PROBLEMS TO WORK ON:
A. Using the obituary of Tom Nyuma, say whether each statement agrees with it, answering yes or no and quoting the words that decide it: (i) Tom Nyuma died at 42 years old. (ii) The writer served in the military. (iii) After the 1992 coup, Tom chose to become a military bureaucrat in Freetown.
B. According to the obituary of Tom Nyuma, in what year was he among the first group of Sierra Leonean soldiers sent to Liberia under ECOMOG?

TEXT SHOWN:

━━━━━━━━━━━━━━━━━━━━

Tom Nyuma and the making of NPRC: In Memoriam to “Ranger” Part I

It is always tough to write an obituary of a young person who dies too soon. I find myself in that position writing this obituary of Tom Nyuma, a young man who died at 42 years old on January 26, 2014.  But what I write here is less about Tom the dead, and more about what he did when he lived.

For those who fought with him—in Liberia when he was among the first group of Sierra Leonean soldiers sent under ECOMOG in 1990, and then in Sierra Leone where he gained a name for himself for becoming, first as a non-commissioned officer and later as a commissioned officer, one of the audacious and daring soldiers to fight the RUF rebels of Foday Sankoh— Tom was a courageous and fearless soldier, perhaps one of the bravest and ingenuous in the recent, if not the entire, history of the Sierra Leone military.  The reputation of Tom as a warrior was reinforced when he elected, after the 1992 coup which he masterminded as I will show shortly, to be a soldier at the war front rather than become a military bureaucrat in Freetown.

I never served in the military, but Tom, who I had known before he was a soldier, was always enamored of military life. He was passionate about it, romanticized it, and liked its ruggedness, adventurism and machismo-ism.

━━━━━━━━━━━━━━━━━━━━

RAW DATA:

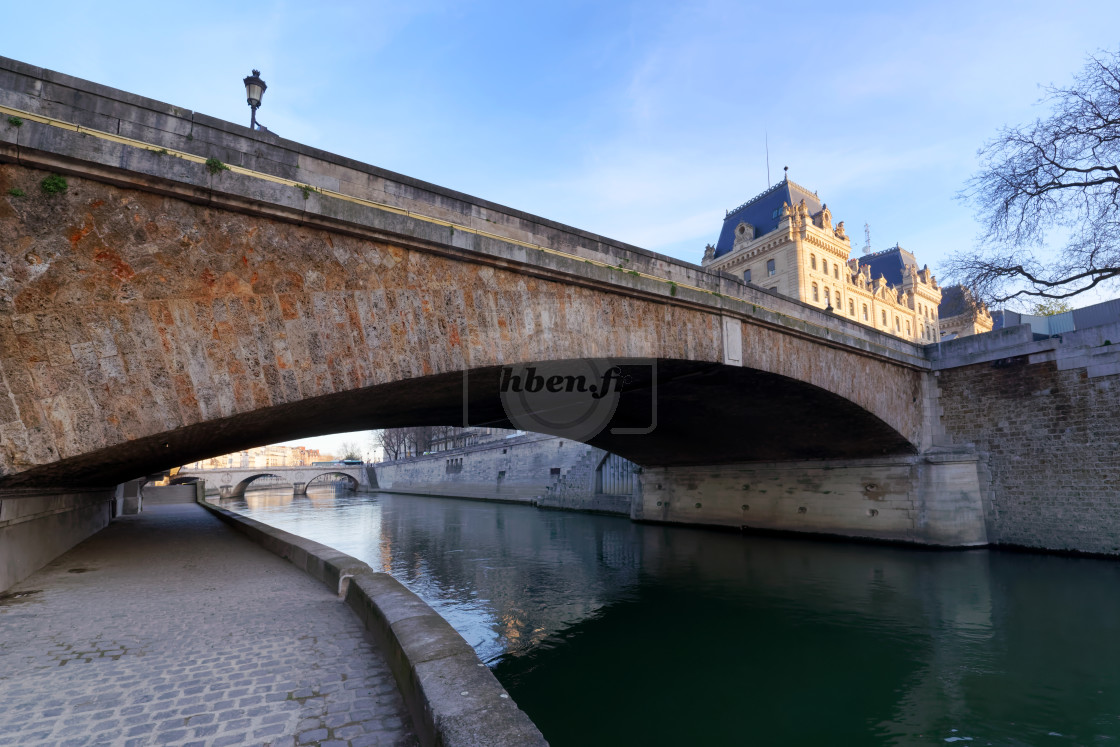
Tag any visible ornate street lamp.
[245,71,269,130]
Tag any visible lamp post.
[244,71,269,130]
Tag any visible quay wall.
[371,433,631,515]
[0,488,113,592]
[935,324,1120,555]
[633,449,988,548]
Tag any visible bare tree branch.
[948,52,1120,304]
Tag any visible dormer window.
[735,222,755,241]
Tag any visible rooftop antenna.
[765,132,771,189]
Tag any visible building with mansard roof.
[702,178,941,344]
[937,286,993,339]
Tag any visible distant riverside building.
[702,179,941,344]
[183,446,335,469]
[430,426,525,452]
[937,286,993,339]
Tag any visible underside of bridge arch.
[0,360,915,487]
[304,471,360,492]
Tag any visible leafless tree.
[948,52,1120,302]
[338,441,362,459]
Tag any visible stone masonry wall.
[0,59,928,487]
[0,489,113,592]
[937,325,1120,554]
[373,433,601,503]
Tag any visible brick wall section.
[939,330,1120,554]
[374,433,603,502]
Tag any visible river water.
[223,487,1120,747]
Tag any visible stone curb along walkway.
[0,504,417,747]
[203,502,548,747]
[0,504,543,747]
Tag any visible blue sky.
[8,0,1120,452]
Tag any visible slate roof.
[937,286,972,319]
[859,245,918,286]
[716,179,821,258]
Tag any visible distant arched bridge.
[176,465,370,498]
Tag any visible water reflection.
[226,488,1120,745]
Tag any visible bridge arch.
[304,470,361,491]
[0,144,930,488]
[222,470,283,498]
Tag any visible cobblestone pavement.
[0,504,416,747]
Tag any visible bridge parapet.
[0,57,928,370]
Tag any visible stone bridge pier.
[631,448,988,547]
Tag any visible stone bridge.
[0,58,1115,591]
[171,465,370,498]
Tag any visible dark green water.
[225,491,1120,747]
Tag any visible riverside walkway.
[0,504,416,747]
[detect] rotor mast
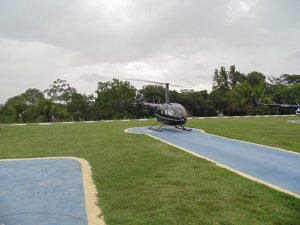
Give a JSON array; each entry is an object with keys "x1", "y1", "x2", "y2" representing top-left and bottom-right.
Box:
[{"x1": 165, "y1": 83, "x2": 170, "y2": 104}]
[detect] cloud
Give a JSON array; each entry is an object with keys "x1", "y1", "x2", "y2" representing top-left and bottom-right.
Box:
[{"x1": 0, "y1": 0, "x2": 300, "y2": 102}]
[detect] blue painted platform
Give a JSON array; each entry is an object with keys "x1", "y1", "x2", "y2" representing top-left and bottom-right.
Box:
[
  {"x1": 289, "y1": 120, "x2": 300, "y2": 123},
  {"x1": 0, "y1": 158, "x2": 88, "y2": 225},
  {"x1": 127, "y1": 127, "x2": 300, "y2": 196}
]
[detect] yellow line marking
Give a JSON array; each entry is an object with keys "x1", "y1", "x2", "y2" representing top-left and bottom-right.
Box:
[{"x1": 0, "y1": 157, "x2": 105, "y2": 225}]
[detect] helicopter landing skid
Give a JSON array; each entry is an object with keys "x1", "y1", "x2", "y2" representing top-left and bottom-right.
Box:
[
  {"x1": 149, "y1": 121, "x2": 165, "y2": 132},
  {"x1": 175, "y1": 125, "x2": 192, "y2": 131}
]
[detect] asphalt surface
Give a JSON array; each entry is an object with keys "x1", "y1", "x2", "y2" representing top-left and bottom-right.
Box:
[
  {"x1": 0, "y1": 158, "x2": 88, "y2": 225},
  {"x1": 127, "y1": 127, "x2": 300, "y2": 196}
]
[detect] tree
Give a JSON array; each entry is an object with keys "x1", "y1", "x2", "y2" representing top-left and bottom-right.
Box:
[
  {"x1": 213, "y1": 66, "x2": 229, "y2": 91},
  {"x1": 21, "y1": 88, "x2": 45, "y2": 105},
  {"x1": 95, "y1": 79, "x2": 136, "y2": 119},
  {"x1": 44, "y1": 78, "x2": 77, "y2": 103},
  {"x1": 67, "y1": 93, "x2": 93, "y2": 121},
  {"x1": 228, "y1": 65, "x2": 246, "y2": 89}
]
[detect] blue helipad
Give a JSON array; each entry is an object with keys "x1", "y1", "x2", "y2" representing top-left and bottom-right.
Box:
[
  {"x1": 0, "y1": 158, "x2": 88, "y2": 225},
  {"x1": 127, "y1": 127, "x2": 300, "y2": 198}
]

━━━━━━━━━━━━━━━━━━━━

SOLUTION LIST:
A.
(i) Yes: "a young man who died at 42 years old on January 26, 2014."
(ii) No: "I never served in the military."
(iii) No: "to be a soldier at the war front rather than become a military bureaucrat in Freetown."

B. 1990